[Given request] Switch every "frame" to "scene" and reproduce the records with nothing else altered. Begin at the line that has "In which area of the above frame can the mulch", stop after the line that has "[0,134,113,290]", and return only those lines.

[Data provided]
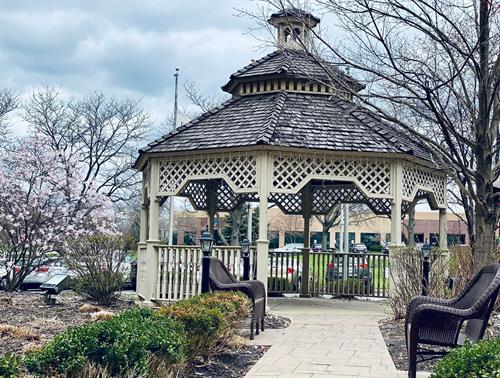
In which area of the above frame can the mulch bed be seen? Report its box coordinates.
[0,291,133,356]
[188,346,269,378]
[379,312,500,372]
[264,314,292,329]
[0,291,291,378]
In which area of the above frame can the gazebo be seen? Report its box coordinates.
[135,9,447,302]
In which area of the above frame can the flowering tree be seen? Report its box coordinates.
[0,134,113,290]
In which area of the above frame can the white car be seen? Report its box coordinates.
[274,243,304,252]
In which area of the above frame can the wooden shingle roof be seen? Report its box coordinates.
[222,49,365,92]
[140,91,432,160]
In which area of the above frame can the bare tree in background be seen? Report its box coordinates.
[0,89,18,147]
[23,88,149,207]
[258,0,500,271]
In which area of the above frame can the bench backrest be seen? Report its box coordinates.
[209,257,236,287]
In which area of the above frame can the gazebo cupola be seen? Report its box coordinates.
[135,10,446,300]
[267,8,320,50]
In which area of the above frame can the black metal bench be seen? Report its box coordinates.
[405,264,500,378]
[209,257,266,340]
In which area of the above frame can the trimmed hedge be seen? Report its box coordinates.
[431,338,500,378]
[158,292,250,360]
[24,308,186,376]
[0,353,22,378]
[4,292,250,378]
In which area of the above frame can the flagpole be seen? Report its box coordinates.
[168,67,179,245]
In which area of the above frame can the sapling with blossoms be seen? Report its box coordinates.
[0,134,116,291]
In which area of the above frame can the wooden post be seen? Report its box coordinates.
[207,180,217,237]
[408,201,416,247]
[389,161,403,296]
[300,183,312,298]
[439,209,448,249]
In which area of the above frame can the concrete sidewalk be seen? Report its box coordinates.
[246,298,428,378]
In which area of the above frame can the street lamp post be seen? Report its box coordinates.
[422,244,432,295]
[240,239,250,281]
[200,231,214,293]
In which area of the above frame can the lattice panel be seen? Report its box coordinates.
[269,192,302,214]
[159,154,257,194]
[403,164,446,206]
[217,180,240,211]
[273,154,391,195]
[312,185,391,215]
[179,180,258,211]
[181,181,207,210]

---

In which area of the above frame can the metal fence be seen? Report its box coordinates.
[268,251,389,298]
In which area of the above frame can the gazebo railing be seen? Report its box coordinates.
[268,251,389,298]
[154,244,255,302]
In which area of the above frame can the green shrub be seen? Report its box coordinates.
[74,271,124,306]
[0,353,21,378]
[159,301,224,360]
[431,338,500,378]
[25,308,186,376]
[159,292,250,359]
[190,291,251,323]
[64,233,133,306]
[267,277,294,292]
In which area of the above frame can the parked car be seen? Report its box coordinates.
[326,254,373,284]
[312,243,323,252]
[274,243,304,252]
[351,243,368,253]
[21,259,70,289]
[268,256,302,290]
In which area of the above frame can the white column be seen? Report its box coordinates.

* * *

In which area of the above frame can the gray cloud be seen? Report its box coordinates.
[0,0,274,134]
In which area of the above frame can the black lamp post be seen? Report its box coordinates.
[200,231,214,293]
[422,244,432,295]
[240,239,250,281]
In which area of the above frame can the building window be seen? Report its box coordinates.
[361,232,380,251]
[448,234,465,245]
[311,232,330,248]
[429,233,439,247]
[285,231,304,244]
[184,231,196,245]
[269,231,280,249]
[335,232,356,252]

[Complete answer]
In which area of the above scene can the mulch bed be seen? Report its box coordinates.
[0,291,133,356]
[188,346,269,378]
[379,312,500,372]
[264,314,292,329]
[0,291,291,378]
In which area of the above scene can the gazebo be seen? Report its box coordinates.
[135,9,447,302]
In which area of the above scene can the flowering tree be seen? Report its box coordinates.
[0,134,113,290]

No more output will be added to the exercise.